--- Instructions to follow ---
From the first line of the material below to the line containing "like x=117, y=103.", repeat every line exactly and add nothing.

--- Given records ---
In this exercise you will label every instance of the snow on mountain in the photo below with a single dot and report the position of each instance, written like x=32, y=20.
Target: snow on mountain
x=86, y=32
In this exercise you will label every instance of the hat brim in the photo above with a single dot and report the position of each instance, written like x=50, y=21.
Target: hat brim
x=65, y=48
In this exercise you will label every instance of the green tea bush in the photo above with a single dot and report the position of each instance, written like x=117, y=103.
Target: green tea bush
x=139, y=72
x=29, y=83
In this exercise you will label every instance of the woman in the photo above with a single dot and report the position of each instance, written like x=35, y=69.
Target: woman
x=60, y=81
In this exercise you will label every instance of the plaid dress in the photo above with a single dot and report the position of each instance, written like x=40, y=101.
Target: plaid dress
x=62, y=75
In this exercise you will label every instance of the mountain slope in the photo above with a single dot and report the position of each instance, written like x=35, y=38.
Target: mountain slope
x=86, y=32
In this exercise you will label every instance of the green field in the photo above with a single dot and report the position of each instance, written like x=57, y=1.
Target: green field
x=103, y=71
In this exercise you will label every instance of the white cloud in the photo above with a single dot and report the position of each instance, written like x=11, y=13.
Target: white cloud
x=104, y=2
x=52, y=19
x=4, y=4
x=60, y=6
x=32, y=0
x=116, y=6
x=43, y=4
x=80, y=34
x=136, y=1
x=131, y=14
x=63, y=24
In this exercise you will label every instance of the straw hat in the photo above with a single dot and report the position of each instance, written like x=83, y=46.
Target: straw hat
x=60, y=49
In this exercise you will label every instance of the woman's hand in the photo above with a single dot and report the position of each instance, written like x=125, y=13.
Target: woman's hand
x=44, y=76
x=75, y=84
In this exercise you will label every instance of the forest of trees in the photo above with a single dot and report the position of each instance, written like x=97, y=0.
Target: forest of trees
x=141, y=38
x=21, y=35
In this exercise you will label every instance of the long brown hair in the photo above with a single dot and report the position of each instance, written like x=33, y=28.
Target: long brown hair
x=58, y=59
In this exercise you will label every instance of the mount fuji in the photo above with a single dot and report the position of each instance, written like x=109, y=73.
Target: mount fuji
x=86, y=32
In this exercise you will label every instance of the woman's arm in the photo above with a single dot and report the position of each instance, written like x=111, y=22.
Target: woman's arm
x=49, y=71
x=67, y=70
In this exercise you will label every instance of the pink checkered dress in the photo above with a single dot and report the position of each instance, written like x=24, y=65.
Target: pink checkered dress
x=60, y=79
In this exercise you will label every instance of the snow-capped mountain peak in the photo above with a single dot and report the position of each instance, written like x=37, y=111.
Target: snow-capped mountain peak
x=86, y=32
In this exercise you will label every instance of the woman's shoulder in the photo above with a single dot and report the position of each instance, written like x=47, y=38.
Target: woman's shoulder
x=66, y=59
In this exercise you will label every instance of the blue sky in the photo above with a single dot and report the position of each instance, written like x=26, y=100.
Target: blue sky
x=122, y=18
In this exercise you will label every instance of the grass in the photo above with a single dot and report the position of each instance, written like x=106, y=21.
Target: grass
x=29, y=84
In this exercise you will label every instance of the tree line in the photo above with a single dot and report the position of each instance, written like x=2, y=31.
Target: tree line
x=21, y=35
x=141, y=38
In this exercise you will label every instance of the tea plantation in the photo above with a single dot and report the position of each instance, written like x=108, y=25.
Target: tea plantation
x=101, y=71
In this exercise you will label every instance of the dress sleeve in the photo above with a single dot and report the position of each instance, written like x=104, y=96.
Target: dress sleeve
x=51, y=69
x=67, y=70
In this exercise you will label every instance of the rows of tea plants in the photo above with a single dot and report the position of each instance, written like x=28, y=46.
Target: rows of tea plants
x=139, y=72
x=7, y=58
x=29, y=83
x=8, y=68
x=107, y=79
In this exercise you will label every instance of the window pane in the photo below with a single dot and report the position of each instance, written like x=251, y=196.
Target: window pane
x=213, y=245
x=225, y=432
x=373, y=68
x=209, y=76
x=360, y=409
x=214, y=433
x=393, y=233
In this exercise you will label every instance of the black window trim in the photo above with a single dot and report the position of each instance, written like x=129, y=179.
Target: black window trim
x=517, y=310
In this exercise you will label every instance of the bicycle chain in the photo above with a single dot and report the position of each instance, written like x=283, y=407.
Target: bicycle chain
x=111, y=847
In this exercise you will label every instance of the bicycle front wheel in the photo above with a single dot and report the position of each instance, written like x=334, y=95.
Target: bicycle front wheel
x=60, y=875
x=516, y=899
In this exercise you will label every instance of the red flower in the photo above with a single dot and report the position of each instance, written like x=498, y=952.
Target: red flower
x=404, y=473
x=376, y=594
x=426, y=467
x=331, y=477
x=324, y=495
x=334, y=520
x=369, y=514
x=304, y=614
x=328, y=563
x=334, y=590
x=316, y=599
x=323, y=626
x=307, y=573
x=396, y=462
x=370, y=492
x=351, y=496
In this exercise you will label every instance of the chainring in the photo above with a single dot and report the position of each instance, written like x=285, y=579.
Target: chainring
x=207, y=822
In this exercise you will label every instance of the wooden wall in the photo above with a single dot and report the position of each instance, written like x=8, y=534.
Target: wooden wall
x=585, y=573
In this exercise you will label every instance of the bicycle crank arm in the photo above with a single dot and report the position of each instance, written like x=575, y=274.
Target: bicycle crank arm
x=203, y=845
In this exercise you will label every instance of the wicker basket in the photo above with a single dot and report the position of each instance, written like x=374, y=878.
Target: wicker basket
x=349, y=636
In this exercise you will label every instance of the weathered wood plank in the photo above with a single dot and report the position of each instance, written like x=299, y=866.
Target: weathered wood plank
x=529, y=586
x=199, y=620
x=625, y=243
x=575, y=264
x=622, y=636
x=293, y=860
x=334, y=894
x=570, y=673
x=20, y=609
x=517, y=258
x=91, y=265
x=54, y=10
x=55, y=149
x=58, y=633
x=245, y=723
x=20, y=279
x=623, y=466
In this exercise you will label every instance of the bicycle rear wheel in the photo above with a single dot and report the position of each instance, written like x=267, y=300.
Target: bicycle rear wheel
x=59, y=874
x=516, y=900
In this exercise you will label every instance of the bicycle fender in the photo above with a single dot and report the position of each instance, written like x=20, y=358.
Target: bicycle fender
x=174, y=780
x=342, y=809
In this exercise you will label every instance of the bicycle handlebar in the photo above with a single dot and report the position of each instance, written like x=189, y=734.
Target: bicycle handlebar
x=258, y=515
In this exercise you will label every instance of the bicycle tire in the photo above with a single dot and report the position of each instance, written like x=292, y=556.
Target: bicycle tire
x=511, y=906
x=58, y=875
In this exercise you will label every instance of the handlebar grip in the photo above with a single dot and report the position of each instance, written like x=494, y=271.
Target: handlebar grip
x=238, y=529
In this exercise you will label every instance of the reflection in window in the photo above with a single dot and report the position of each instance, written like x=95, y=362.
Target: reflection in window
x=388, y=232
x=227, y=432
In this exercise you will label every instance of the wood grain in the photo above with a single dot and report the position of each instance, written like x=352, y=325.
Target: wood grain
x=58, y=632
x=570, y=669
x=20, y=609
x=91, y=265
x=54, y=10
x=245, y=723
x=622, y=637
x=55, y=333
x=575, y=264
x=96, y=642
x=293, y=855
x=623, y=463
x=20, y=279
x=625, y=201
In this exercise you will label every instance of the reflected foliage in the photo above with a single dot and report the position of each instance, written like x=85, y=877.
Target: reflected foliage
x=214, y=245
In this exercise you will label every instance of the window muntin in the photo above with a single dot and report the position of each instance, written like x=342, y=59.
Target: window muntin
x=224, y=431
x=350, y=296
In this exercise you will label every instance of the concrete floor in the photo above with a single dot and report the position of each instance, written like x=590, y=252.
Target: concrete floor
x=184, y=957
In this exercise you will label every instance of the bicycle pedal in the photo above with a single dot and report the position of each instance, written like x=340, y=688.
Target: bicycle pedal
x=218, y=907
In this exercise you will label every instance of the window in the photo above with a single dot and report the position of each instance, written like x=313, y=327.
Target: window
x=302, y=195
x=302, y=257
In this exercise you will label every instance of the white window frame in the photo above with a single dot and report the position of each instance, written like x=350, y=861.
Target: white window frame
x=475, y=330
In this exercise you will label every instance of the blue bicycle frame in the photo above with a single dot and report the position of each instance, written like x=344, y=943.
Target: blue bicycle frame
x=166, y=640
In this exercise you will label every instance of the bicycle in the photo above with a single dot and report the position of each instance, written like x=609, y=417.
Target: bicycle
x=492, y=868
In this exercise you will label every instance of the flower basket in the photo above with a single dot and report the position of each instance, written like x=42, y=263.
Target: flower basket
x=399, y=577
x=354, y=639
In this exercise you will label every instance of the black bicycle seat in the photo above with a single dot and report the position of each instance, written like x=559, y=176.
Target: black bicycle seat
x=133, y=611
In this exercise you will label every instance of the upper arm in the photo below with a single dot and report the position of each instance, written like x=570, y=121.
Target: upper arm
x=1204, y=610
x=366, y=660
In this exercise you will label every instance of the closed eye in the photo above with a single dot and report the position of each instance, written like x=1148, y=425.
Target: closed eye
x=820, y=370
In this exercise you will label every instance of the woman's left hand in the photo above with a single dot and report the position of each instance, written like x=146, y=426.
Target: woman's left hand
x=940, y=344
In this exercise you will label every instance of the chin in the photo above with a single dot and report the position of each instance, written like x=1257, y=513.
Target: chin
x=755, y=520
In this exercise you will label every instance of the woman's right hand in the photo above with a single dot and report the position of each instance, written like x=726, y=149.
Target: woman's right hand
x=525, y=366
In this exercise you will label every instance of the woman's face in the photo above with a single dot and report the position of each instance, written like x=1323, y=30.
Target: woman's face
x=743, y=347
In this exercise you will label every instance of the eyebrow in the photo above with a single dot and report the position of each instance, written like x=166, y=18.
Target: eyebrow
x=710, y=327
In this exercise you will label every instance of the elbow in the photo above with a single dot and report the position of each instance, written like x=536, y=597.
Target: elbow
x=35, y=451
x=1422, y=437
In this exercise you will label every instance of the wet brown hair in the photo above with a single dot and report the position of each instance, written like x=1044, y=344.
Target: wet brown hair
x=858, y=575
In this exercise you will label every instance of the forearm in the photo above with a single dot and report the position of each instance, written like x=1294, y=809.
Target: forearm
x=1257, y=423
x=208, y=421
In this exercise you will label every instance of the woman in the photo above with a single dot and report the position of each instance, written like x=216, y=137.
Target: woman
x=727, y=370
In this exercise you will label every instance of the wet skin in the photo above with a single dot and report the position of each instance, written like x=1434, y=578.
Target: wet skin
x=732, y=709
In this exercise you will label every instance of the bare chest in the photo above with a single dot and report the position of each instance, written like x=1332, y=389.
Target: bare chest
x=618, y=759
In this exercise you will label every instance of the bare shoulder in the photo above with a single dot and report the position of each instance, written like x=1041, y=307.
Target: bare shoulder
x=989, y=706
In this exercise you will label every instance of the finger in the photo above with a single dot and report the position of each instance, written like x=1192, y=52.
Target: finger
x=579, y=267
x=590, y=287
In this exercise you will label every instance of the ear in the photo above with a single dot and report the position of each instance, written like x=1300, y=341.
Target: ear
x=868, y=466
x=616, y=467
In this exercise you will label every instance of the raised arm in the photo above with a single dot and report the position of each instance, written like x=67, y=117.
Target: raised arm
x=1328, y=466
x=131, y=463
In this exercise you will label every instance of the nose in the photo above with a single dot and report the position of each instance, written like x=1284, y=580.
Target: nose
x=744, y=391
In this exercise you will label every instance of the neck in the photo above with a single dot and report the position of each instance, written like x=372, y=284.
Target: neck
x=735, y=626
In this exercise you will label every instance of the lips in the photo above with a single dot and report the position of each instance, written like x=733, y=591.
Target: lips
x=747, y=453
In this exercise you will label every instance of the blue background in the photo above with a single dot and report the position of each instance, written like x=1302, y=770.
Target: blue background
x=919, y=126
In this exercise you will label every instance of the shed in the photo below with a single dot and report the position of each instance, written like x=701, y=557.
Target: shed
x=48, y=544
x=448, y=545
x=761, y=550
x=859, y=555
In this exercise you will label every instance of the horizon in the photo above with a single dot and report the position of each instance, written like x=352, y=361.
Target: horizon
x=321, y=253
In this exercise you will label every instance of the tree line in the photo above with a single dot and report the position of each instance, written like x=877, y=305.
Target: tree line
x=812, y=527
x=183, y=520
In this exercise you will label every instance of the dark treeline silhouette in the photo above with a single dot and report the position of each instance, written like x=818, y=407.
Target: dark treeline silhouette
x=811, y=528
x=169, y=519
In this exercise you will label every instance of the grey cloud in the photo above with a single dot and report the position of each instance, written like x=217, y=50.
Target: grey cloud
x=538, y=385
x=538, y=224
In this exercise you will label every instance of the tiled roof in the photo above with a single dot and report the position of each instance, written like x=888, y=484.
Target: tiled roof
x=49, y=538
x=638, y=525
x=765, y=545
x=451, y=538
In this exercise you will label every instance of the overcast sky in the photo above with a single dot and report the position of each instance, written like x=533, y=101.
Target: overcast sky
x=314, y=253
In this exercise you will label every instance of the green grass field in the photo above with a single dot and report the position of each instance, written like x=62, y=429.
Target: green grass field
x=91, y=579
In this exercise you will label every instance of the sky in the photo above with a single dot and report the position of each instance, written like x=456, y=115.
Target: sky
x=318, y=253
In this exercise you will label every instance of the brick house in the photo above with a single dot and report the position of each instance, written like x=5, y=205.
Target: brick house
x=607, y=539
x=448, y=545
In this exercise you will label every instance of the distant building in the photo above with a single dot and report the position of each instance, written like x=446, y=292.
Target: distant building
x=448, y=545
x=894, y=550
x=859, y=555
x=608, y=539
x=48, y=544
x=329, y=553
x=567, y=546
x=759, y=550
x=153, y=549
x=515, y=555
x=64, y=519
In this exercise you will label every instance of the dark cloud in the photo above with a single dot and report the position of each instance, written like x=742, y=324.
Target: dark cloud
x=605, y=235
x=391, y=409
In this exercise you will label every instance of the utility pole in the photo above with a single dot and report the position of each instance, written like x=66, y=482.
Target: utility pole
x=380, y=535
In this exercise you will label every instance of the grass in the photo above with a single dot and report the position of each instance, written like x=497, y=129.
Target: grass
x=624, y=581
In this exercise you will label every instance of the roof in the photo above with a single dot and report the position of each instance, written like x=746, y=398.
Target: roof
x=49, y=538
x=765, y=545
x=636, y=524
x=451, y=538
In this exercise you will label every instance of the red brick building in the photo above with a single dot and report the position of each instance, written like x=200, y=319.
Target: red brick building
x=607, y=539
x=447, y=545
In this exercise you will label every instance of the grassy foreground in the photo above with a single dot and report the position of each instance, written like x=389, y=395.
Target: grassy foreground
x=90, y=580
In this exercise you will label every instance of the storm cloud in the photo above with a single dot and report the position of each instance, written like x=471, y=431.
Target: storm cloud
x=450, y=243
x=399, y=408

--- Exercise result ---
In this exercise you will label every instance of the snow on mountain in the photo below with a single dot and report the position of each instance, written like x=32, y=20.
Target: snow on mountain
x=86, y=32
In this exercise you will label every instance of the hat brim in the photo above with a single dot and report the position of each instance, written like x=50, y=21.
Target: hat brim
x=65, y=48
In this exercise you will label every instance of the green tea bush in the photo above with a single dot and report the position of each instance, written like x=117, y=103.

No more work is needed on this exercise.